━━━ DATA IN THIS EXERCISE ━━━

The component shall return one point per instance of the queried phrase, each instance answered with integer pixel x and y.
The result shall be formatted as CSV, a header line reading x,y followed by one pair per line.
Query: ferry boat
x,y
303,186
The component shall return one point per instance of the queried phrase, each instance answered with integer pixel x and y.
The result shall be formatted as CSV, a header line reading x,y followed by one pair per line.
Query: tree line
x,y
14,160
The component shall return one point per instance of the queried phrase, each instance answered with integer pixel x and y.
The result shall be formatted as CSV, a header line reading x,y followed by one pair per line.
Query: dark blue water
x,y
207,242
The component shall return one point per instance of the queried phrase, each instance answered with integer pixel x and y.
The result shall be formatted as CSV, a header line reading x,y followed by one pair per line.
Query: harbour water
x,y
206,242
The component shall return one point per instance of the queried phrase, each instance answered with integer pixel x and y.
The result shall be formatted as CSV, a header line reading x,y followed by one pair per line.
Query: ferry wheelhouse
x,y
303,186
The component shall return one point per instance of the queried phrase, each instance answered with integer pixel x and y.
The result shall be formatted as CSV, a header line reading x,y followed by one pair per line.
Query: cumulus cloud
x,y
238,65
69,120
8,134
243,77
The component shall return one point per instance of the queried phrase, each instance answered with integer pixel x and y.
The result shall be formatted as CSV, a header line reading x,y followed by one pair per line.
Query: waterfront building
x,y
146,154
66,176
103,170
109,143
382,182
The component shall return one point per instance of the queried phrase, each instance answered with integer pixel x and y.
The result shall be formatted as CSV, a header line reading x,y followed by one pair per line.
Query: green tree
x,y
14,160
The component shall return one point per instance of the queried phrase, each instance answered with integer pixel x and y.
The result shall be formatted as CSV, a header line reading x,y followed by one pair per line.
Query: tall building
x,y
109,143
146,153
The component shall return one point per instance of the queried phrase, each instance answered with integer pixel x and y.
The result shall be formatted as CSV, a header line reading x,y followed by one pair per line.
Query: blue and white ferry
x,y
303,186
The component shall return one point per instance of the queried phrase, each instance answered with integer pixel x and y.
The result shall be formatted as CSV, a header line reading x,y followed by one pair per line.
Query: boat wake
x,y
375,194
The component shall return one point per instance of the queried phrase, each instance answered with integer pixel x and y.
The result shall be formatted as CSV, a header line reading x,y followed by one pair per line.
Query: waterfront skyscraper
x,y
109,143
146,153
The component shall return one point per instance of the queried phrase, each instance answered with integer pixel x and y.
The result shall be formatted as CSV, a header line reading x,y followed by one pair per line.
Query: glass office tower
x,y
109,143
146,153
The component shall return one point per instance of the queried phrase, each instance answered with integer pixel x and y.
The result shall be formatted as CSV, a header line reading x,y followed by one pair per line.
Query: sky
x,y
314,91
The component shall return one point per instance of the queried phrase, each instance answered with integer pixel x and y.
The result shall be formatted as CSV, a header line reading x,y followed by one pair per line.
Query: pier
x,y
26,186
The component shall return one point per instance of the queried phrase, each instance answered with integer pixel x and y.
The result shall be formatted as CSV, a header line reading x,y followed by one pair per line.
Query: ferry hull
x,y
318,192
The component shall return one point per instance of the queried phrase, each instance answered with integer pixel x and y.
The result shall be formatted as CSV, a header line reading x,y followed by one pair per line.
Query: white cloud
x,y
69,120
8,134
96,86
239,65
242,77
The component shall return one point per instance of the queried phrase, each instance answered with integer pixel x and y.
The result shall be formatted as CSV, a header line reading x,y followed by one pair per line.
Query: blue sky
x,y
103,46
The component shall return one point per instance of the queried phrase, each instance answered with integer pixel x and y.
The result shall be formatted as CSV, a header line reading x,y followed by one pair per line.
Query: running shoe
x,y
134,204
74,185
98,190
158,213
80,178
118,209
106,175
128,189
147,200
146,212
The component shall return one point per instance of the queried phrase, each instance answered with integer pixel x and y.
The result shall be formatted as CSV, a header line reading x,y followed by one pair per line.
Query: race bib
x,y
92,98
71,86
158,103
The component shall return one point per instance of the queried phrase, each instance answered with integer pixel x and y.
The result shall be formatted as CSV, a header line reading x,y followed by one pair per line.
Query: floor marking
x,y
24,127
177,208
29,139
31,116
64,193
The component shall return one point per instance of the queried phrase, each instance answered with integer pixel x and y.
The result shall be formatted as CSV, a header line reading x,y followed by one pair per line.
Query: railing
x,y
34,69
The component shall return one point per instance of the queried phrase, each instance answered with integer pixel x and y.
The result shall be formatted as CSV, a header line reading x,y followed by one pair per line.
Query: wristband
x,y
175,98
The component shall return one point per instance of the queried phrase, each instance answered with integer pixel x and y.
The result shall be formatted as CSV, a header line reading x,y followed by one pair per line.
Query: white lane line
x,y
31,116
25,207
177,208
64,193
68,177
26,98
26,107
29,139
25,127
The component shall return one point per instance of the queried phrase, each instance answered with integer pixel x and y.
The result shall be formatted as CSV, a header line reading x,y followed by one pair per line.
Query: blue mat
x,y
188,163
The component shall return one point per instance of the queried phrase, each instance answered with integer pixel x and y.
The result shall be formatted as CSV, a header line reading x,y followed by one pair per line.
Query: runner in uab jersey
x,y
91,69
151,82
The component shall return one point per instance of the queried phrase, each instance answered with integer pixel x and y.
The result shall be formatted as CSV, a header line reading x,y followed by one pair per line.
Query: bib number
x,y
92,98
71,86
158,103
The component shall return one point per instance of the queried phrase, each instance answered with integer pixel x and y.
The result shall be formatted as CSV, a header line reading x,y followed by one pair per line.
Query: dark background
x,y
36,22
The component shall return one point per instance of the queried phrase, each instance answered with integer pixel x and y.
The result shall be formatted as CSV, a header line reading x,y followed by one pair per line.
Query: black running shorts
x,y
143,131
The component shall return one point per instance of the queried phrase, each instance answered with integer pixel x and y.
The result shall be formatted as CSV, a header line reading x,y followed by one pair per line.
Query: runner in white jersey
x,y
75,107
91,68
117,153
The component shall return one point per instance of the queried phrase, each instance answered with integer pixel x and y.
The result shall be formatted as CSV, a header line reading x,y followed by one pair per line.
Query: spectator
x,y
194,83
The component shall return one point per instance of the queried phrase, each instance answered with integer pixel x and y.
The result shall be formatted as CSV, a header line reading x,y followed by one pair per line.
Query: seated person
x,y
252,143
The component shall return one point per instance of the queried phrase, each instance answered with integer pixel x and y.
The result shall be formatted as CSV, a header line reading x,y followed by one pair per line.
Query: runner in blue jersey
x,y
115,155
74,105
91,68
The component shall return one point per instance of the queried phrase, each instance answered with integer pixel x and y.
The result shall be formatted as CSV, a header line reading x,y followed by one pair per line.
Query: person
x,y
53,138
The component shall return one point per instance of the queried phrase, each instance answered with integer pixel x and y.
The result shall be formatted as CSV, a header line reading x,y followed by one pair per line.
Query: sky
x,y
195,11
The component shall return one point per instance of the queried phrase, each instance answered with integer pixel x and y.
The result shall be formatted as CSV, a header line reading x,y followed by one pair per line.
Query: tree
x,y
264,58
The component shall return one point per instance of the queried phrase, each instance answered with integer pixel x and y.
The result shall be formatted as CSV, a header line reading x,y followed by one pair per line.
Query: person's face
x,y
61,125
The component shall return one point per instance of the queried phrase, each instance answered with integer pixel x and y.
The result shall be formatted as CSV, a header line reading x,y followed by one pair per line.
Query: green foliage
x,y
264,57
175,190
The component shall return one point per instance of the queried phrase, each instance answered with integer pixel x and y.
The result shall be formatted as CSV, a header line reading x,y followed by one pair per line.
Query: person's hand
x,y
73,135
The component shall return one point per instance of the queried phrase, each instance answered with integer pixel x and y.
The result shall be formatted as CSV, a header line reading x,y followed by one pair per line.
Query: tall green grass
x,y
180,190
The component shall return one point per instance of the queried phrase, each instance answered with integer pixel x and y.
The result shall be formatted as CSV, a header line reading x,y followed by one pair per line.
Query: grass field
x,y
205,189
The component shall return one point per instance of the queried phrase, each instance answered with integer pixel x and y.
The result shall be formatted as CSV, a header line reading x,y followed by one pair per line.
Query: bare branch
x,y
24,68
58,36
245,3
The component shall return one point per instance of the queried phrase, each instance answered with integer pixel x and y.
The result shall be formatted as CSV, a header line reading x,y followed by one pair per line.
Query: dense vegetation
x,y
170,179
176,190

━━━

#### [TASK]
Count the lines in the records above that contain the word "runner", and state only that number.

#### [SOLUTION FOR THIS TASK]
3